Gather every line in the entries below that contains the word "tree", copying each line in full.

-- Start --

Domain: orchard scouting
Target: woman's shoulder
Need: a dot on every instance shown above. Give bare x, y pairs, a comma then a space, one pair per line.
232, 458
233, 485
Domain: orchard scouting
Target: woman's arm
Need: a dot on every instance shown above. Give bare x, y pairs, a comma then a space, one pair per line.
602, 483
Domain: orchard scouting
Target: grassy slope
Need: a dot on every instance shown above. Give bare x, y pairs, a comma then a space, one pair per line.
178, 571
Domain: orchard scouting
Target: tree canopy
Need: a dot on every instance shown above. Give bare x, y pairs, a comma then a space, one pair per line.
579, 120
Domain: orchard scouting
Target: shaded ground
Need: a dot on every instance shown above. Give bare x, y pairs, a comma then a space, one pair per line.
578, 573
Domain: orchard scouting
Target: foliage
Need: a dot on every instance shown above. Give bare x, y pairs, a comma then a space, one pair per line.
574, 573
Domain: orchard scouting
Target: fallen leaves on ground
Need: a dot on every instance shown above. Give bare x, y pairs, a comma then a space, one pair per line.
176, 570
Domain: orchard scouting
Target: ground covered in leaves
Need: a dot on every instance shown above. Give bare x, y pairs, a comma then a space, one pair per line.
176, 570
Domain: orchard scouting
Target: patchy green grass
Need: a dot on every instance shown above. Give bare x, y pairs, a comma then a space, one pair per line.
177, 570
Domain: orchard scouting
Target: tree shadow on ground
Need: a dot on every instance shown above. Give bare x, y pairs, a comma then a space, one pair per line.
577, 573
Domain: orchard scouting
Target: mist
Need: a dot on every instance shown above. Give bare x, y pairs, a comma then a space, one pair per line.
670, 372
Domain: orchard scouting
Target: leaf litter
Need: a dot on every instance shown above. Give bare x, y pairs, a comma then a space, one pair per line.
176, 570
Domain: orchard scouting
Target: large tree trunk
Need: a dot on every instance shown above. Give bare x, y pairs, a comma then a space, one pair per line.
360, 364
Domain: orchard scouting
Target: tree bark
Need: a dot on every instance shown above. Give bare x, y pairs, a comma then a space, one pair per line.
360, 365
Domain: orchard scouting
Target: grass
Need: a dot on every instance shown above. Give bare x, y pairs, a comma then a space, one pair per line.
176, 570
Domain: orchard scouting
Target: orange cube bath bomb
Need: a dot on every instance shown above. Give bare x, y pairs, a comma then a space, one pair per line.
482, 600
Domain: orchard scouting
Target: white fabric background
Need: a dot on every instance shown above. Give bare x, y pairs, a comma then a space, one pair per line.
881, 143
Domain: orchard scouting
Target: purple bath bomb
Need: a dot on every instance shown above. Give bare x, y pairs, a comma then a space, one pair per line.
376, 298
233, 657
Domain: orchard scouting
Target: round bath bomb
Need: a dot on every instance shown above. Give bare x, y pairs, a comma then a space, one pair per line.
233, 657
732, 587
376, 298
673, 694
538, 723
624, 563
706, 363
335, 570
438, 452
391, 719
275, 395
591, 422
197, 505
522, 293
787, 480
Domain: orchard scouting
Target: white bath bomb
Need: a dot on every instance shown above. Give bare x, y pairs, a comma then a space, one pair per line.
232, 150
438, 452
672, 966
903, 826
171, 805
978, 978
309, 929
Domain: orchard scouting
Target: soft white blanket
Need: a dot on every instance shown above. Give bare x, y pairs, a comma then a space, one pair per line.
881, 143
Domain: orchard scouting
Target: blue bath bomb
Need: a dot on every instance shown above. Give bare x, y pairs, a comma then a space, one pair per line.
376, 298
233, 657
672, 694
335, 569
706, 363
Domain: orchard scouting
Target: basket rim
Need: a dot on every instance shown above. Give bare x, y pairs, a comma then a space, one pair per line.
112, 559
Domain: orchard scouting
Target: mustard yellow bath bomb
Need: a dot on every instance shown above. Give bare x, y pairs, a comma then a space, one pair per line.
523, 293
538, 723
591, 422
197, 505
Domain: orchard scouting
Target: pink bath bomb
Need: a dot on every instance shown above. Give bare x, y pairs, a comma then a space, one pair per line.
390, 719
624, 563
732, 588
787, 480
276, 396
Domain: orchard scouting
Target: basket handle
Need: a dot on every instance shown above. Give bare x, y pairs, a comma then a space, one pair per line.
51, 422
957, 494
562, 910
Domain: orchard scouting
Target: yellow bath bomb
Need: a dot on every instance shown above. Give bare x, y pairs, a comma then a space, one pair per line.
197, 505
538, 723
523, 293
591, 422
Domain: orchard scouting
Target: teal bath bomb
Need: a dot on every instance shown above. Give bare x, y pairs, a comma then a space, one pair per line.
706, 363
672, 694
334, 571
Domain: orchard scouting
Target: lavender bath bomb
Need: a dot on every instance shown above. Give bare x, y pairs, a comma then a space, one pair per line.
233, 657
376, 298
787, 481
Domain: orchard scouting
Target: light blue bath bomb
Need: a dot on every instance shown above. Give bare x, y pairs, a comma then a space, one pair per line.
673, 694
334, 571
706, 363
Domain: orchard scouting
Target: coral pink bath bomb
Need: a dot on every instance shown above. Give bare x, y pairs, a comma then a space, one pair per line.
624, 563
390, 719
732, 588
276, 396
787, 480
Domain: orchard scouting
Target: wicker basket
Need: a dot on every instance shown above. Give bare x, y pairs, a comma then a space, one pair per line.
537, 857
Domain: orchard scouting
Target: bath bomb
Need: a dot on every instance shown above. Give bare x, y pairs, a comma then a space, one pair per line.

-- End --

Output of the task —
Target: tree canopy
Target: tree shadow on ground
Target: large tree trunk
Target: tree bark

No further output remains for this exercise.